**WORK TO COMPLETE:** Starting at the line that has "Expected output: one marker per instance of the cloud" and ending with the last line of the records, output the lines as a JSON list of strings, one string per line. Skip blank lines and leave out the pictures.

**DATASET CONTENT:**
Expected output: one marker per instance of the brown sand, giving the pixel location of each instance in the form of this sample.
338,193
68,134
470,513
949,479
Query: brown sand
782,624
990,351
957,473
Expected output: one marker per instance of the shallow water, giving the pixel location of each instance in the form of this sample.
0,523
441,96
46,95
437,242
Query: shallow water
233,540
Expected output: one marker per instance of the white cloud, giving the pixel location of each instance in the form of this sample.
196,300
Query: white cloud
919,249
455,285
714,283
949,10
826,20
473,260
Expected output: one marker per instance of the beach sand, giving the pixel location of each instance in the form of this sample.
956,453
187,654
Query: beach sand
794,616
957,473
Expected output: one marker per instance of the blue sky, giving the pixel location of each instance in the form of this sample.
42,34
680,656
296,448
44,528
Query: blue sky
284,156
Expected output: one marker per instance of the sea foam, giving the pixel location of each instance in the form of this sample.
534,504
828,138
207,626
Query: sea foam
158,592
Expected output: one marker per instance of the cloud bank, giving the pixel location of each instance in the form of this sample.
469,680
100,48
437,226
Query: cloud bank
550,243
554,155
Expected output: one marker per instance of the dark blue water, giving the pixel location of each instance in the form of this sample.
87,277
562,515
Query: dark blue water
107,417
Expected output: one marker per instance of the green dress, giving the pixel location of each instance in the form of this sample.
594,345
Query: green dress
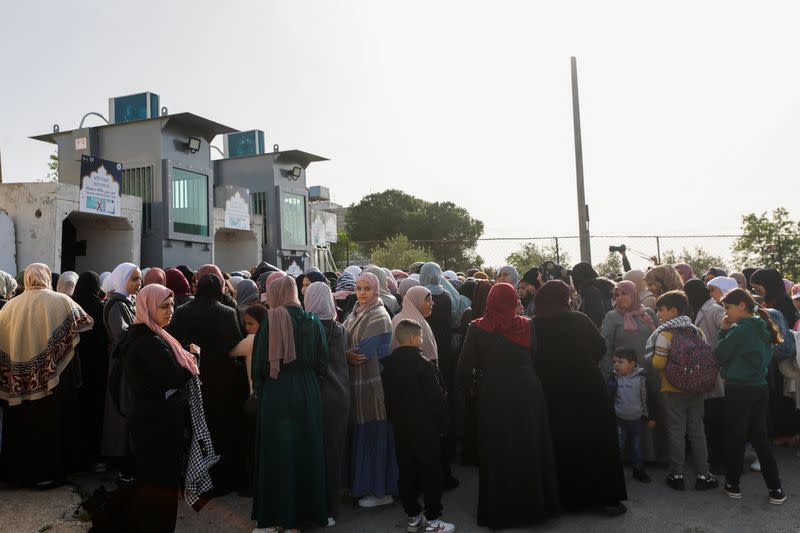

**WORKED SOLUTION:**
[
  "Expected output: one marker per instance of the cloud bank, giving the pixel location of each instance in the form of this sample.",
  "469,680",
  "100,48",
  "437,226",
  "Query: cloud bank",
  "550,243",
  "554,155",
  "Expected output: one marker per instance of the dark blue water, giving the pixel location of each instance in the form of this sample.",
  "87,277",
  "562,515",
  "Query: dark blue water",
  "107,417",
  "Expected output: one marker per instance of the green dress, giving the pixel location of each instance in the form of this sample.",
  "594,345",
  "Query: green dress"
]